-- PROBLEM DESCRIPTION --
Every line of the material below should be copied exactly.

· · ·

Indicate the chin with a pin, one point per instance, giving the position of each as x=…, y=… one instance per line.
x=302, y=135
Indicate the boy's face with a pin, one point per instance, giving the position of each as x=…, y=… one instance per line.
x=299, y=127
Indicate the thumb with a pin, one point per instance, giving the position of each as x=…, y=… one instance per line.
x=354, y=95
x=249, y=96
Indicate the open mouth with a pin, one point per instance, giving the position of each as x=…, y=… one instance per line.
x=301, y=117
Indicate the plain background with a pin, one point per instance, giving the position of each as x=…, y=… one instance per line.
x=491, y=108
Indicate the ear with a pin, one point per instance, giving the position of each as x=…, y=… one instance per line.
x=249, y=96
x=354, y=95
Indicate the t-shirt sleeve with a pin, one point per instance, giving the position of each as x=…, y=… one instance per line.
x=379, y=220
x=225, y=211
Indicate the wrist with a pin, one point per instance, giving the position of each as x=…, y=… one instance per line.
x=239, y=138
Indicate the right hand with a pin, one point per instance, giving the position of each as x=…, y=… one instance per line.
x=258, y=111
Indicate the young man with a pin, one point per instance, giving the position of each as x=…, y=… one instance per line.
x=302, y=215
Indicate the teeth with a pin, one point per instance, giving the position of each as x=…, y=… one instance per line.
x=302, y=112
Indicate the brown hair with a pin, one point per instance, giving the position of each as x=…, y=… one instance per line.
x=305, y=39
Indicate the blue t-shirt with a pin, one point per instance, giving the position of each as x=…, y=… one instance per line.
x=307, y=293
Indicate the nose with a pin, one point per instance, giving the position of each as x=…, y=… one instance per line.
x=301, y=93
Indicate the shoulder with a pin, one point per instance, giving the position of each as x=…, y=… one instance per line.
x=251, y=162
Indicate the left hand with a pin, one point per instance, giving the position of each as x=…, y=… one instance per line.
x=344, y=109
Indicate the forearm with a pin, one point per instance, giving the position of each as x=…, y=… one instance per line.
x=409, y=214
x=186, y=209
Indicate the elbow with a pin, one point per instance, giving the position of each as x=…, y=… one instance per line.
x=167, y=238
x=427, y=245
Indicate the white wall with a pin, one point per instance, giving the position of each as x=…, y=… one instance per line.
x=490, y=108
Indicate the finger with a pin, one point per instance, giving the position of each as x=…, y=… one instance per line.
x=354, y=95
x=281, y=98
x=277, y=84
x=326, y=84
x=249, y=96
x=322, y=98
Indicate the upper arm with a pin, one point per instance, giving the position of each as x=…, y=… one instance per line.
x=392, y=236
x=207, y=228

· · ·

-- RESPONSE BOX --
Indicate the chin with a pin, one point per instance, giving the position of each as x=…, y=… one instance per line.
x=302, y=135
Indicate the boy's face with a pin, one point per instance, giving the position of each as x=…, y=… one instance per line.
x=299, y=127
Indicate the thumb with a pin, one point per instance, giving the position of each as x=…, y=… one instance per line.
x=354, y=95
x=249, y=96
Indicate the open mouth with a pin, one point per instance, giving the position of each as x=…, y=… one instance per line.
x=301, y=117
Indicate the plain background with a pin, one point per instance, giving the position of each as x=…, y=… one instance per line.
x=491, y=108
Indicate the ear with a pin, one point per instance, giving the position of each as x=…, y=… one instance per line.
x=249, y=96
x=354, y=95
Indicate the t-shirt sleeve with a pin, one point per instance, giving the position of each as x=…, y=… one instance per line.
x=379, y=220
x=225, y=211
Indicate the wrist with a pin, one point per instance, giving the position of each as x=…, y=… one instance per line.
x=239, y=138
Indicate the right hand with a pin, one point per instance, giving the position of each as x=…, y=… one instance per line.
x=258, y=111
Indicate the young man with a pin, one point per instance, giving the position of each as x=…, y=… one instance per line.
x=302, y=215
Indicate the teeth with a pin, one point per instance, giving the position of each as x=…, y=… one instance per line.
x=302, y=112
Indicate the brown hair with a pin, one point per instance, giving the position of each as x=…, y=… one instance per line.
x=305, y=39
Indicate the blue t-shirt with a pin, one point per instance, giving the position of each as x=…, y=… one instance per line.
x=307, y=293
Indicate the nose with a pin, one point per instance, giving the position of each as x=…, y=… one instance per line.
x=301, y=93
Indicate the shoulder with a pin, one point per instance, giving the position of each as x=…, y=… one instance per line.
x=251, y=162
Indicate the left hand with a pin, one point per instance, giving the position of each as x=…, y=… one instance per line.
x=344, y=109
Indicate the forearm with a pin, one point per instance, giving the position of each as x=…, y=… one instance per line.
x=409, y=214
x=186, y=209
Indicate the elbow with a pin, one point per instance, giving the position of each as x=…, y=… one instance per line.
x=167, y=238
x=427, y=245
Indicate the white wall with a pin, one point per instance, giving the position of each as x=…, y=… one instance per line.
x=490, y=108
Indicate the finger with a pin, one point per instance, giving the position of each as x=…, y=… one instance per line.
x=354, y=95
x=281, y=98
x=277, y=84
x=326, y=84
x=249, y=96
x=322, y=98
Indicate the upper arm with a pin, one point per instance, giving the position of each as x=…, y=… one instance per line.
x=392, y=236
x=207, y=228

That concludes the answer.